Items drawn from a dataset
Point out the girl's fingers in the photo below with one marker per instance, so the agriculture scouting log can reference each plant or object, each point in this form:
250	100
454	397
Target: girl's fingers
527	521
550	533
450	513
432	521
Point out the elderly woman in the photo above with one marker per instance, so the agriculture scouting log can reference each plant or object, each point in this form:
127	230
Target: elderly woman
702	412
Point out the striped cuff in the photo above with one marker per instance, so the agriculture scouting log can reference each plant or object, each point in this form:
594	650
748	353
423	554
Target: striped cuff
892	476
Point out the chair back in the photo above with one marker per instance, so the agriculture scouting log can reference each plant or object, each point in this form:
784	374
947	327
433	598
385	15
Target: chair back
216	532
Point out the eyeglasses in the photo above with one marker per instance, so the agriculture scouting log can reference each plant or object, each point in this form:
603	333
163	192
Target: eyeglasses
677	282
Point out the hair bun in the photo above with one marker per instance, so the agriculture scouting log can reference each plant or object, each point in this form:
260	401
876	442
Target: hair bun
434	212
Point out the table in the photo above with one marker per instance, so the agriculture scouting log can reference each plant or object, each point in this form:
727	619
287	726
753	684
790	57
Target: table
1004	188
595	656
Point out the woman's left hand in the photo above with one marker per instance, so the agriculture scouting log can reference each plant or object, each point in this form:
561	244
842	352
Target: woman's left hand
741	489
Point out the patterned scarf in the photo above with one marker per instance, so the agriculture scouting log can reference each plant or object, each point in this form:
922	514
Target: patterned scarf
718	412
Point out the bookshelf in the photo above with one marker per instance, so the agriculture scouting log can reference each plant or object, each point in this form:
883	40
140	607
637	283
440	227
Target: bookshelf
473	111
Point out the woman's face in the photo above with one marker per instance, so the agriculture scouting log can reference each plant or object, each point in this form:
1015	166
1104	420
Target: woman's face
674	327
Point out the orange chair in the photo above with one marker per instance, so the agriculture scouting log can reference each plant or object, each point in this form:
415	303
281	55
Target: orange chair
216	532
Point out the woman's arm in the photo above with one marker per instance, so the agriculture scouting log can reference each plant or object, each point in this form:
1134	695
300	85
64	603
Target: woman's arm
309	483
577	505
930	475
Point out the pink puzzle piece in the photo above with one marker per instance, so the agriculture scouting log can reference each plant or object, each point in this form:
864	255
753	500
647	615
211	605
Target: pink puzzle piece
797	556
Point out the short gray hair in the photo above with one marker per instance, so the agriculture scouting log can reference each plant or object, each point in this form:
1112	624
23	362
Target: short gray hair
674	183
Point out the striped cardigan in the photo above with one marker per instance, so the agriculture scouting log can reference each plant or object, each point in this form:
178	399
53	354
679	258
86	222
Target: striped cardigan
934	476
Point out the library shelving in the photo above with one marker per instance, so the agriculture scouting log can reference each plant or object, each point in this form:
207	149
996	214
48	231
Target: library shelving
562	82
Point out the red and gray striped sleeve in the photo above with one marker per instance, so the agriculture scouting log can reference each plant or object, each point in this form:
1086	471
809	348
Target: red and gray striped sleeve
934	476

(Exercise): Arrange the lines of the records above, from the line with "Point out the woman's face" through the end of the records, as a JSON list of strings with one string per line. Leave out any blank lines.

(Finished exercise):
[
  "Point out the woman's face in the photo above with one marker per instance, so the agriculture scouting log can reference each plant or object, each point in this form:",
  "1015\t166",
  "1104\t420",
  "Target: woman's face",
  "674\t327",
  "Point out the orange chair in the photo above with one marker per instance, so the agriculture scouting log can reference each plant or object, each point in this form:",
  "415\t303",
  "281\t55",
  "Target: orange chair",
  "216\t532",
  "Point out the woman's arm in the photo above with one marker per instance, so the agriculture scouting log can reference each plant or object, each point in this form:",
  "1134\t695",
  "300\t85",
  "64\t603",
  "Target: woman's arm",
  "309\t483",
  "577\t505",
  "930\t475",
  "Point out the pink puzzle piece in the photo above with one marker per instance, so the agriculture scouting log can reference each plant or object, each point in this form:",
  "864\t255",
  "753\t500",
  "647\t615",
  "211\t605",
  "Target: pink puzzle piece",
  "797\t556",
  "Point out the short gray hair in the photo above with one marker per instance, so the agriculture scouting log can reference each plant or object, each point in this form:",
  "1112\t624",
  "23\t362",
  "Target: short gray hair",
  "674\t183",
  "Point out the striped cardigan in the photo above with one marker per instance, so the agriculture scouting log can reference each plant or object, each point in this form:",
  "178\t399",
  "53\t354",
  "679\t258",
  "86\t222",
  "Target: striped cardigan",
  "934\t476",
  "Point out the library shelving in the photo above with one marker per instance, so the agriculture scouting log can reference each plant or object, each point in this form:",
  "207\t149",
  "996\t214",
  "48\t231",
  "Target: library shelving",
  "562\t82",
  "Point out the red and gray striped sleeve in the photo above with one marker per instance, so the agriculture scouting log can reference each plant or object, each point in this form:",
  "1086\t471",
  "809\t348",
  "Target: red and gray striped sleeve",
  "934\t476"
]